Your assignment:
Under this task are some entries; return every one of them exactly.

Provided material:
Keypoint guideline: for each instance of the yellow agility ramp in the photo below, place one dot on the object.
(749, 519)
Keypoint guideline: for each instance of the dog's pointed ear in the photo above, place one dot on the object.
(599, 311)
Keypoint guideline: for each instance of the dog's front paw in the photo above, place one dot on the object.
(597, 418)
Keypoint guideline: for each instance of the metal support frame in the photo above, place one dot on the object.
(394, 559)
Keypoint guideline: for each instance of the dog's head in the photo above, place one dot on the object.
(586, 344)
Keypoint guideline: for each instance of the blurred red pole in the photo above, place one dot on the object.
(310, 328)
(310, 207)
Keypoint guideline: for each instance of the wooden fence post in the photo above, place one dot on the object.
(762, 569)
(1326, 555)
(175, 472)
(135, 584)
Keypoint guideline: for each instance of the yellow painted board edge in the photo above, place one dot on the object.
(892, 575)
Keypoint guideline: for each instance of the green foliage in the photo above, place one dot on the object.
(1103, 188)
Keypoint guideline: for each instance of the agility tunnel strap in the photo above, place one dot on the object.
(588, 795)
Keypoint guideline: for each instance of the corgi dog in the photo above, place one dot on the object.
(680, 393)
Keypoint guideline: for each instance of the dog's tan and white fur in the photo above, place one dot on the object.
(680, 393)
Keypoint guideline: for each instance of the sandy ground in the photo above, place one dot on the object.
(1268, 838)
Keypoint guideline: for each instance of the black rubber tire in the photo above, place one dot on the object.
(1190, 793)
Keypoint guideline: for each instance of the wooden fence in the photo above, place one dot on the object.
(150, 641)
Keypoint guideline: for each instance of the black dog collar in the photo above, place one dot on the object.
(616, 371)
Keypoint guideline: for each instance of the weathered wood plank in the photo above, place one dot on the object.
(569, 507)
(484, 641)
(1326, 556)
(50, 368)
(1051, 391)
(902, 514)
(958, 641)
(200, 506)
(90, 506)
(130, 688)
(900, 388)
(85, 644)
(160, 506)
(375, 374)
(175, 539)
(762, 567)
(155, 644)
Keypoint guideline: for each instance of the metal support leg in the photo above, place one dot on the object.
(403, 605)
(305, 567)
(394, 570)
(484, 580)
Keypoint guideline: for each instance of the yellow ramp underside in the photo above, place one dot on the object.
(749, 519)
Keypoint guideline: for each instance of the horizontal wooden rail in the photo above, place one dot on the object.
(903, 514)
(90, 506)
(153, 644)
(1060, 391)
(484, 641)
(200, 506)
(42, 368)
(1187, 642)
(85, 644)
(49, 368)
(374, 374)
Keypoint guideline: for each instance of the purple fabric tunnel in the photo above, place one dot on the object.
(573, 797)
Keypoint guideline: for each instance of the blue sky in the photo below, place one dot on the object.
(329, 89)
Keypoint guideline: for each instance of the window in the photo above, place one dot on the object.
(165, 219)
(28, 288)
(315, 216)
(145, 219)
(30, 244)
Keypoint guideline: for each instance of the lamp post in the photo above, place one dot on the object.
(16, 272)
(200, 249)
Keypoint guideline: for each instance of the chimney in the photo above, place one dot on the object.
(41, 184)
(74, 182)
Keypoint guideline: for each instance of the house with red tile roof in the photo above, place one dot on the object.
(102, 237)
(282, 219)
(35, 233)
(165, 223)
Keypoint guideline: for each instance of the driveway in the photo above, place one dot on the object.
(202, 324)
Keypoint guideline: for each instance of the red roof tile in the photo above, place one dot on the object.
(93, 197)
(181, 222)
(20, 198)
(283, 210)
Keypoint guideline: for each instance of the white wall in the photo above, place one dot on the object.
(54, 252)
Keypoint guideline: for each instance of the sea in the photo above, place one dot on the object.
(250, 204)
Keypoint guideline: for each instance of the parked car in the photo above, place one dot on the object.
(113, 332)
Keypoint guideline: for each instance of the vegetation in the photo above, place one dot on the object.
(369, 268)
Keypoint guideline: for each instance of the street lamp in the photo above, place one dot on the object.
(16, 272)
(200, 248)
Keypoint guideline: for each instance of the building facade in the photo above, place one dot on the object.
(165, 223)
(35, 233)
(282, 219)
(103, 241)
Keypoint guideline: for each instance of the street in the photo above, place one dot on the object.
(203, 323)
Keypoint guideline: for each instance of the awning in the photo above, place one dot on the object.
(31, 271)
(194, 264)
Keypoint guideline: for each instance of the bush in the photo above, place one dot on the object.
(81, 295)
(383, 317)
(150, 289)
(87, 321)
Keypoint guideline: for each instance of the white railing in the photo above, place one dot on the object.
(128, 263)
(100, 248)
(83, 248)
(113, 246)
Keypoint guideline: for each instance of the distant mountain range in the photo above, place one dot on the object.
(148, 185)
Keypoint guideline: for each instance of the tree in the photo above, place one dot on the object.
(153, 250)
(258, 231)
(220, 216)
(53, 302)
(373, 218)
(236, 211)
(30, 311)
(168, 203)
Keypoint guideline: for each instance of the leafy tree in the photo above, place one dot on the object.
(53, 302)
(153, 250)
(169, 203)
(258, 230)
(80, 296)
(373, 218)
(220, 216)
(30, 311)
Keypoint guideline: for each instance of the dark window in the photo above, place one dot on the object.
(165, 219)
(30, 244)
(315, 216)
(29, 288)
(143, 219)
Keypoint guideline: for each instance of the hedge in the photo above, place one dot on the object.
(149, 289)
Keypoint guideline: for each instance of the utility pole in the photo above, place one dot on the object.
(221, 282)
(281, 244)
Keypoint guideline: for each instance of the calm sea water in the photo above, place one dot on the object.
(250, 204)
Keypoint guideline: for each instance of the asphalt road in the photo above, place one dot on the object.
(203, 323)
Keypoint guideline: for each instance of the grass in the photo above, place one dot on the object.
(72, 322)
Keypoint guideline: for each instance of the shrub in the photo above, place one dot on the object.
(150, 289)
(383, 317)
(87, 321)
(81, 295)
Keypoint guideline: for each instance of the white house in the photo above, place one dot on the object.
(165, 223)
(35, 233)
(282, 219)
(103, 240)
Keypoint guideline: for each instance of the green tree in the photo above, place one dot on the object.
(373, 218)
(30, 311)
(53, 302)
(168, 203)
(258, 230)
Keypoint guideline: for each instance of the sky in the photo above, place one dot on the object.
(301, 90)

Written answer:
Keypoint guideline: for each instance of the yellow agility ramp in the photo below, place one dot on the object.
(749, 519)
Keypoint guideline: for each instance of the dog's pointed ear in the photo above, place one dot on the object.
(599, 311)
Keypoint guideline: for each instance of the dog's front paw in the photo above, place one dot on the object.
(597, 418)
Keypoint guideline: for each instance of the metal support frame in the photo above, place one dot on the object.
(394, 559)
Keypoint guideline: for each instance of the dog's head in the photo above, place one dot on the object.
(586, 344)
Keypoint guideline: for each instance of the blurred red pole in the photo above, place one dot on the object.
(310, 328)
(310, 207)
Keypoint guideline: for each instance of the wooden fence post in the photo above, place one dot on the object.
(762, 569)
(1326, 555)
(175, 472)
(135, 584)
Keypoint guideline: for each instance of the yellow painted board edge in the photo above, place one dot on the object.
(892, 575)
Keypoint guideline: for each instance of the green foliage in the photo above, place one dot on the object.
(1103, 188)
Keypoint guideline: for each instance of the agility tunnel strap in the photo above, place one dot on the object.
(588, 795)
Keypoint guideline: for each instance of the corgi dog in the photo above, place one dot on the object.
(680, 393)
Keypoint guideline: for each instance of the dog's tan and white fur in the photo above, place one dot on the object.
(680, 393)
Keypoint guideline: for each instance of the sandy ground in the photo above, place one dot on the object.
(1268, 838)
Keypoint guideline: for each instance of the black rubber tire in the photo above, place one dot on the object.
(1190, 793)
Keypoint guideline: for each instance of the wooden fence in the photo above, place one dot on the object.
(150, 641)
Keypoint guideline: for each instance of the black dog collar in the photo above, place one dot on the object.
(616, 371)
Keypoint guideline: for each instance of the weathered wood plank in the photo above, place one dot on the object.
(569, 507)
(484, 641)
(1326, 556)
(50, 368)
(1051, 391)
(902, 514)
(958, 641)
(200, 506)
(90, 506)
(130, 688)
(900, 388)
(85, 644)
(160, 506)
(375, 374)
(175, 539)
(762, 567)
(155, 644)
Keypoint guideline: for each instance of the metal support leg in the photo above, place one dot on the object.
(403, 605)
(305, 567)
(394, 570)
(484, 580)
Keypoint guideline: for each instance of the yellow ramp underside in the photo above, place one dot on the object.
(749, 519)
Keypoint guideline: for each instance of the horizontal wooden rail in the photo above, place one dot on the object.
(903, 514)
(90, 506)
(153, 644)
(1060, 391)
(484, 641)
(200, 506)
(42, 368)
(1187, 642)
(85, 644)
(49, 368)
(374, 374)
Keypoint guideline: for each instance of the purple fabric tunnel in the photo above, place one dot on the object.
(573, 797)
Keypoint guideline: for each instance of the blue sky in the photo below, place one dot on the object.
(329, 89)
Keypoint guideline: for each instance of the window in the photo above, place one dot on the object.
(165, 219)
(28, 288)
(315, 216)
(145, 219)
(30, 244)
Keypoint guideline: for each instance of the lamp post in the photo above, place one dot on the object.
(16, 272)
(200, 249)
Keypoint guideline: for each instance of the chimney in the photo above, place one dot on the object.
(41, 184)
(74, 182)
Keypoint guideline: for each instance of the house with red tile roof in the photo above, place one dot on the object.
(102, 237)
(282, 219)
(35, 233)
(165, 223)
Keypoint guideline: for each instance of the driveway in the photo above, place one dot on the object.
(202, 324)
Keypoint guideline: for each instance of the red roof tile in the photo above, place one dot on the object.
(93, 197)
(181, 222)
(20, 198)
(283, 210)
Keypoint guideline: for each instance of the white wall in the photo above, place one dot on the object.
(54, 252)
Keypoint guideline: for each instance of the sea in the photo above, place one dot on the object.
(250, 204)
Keypoint guideline: for each instance of the parked car in the photo above, place one dot on the object.
(113, 332)
Keypoint guideline: for each instance of the vegetation in the photo above, place one dot on the object.
(369, 268)
Keypoint guideline: for each instance of the street lamp in the photo above, place one dot on the object.
(16, 272)
(200, 248)
Keypoint guideline: for each instance of the building facade in the photo above, place one dot on the object.
(165, 223)
(35, 233)
(282, 219)
(103, 241)
Keypoint guideline: for each instance of the street in the photo above, place one dot on the object.
(203, 323)
Keypoint guideline: for each instance of the awning in the photo above, place one dot on the object.
(31, 271)
(194, 264)
Keypoint guideline: for each instance of the bush in the photo above, place one dot on the object.
(81, 295)
(383, 317)
(150, 289)
(87, 321)
Keypoint guideline: for each instance of the white railing in the photo above, place one dot on the object.
(128, 263)
(100, 248)
(83, 248)
(113, 246)
Keypoint guideline: for each instance of the distant mountain range in the photo above, place one dot on the object.
(148, 185)
Keypoint guideline: for each instance of the tree in the photo above, place one dot on the object.
(153, 250)
(258, 231)
(220, 216)
(53, 302)
(373, 218)
(236, 211)
(30, 311)
(168, 203)
Keypoint guideline: for each instance of the leafy tree in the photo above, place one dot on the object.
(53, 302)
(153, 250)
(169, 203)
(258, 230)
(80, 296)
(373, 218)
(220, 216)
(30, 311)
Keypoint guideline: for each instance of the dark window in the photo above, place one dot on the object.
(165, 219)
(30, 244)
(315, 216)
(29, 288)
(143, 219)
Keypoint guideline: for each instance of the hedge in the photo above, place one dot on the object.
(149, 289)
Keypoint guideline: for each instance of the utility pole in the photo above, place one dot on the object.
(221, 282)
(281, 244)
Keypoint guideline: for each instance of the calm sea water in the photo above, place one dot on the object.
(250, 204)
Keypoint guideline: for each instance of the asphalt road in the photo above, place one dot on the object.
(203, 323)
Keypoint guideline: for each instance of the grass in the photo above, place one dot on the object.
(72, 322)
Keypoint guideline: for each instance of the shrub in the photo above, place one dot on the object.
(150, 289)
(383, 317)
(87, 321)
(81, 295)
Keypoint guideline: for each instance of the white house in the photo above, place one dot on the object.
(165, 223)
(35, 233)
(282, 219)
(103, 240)
Keypoint guideline: for each instance of the green tree in the photo above, place one dot on the object.
(373, 218)
(30, 311)
(53, 302)
(168, 203)
(258, 230)
Keypoint guideline: for each instance of the sky in the photo above, place one dot on the object.
(301, 90)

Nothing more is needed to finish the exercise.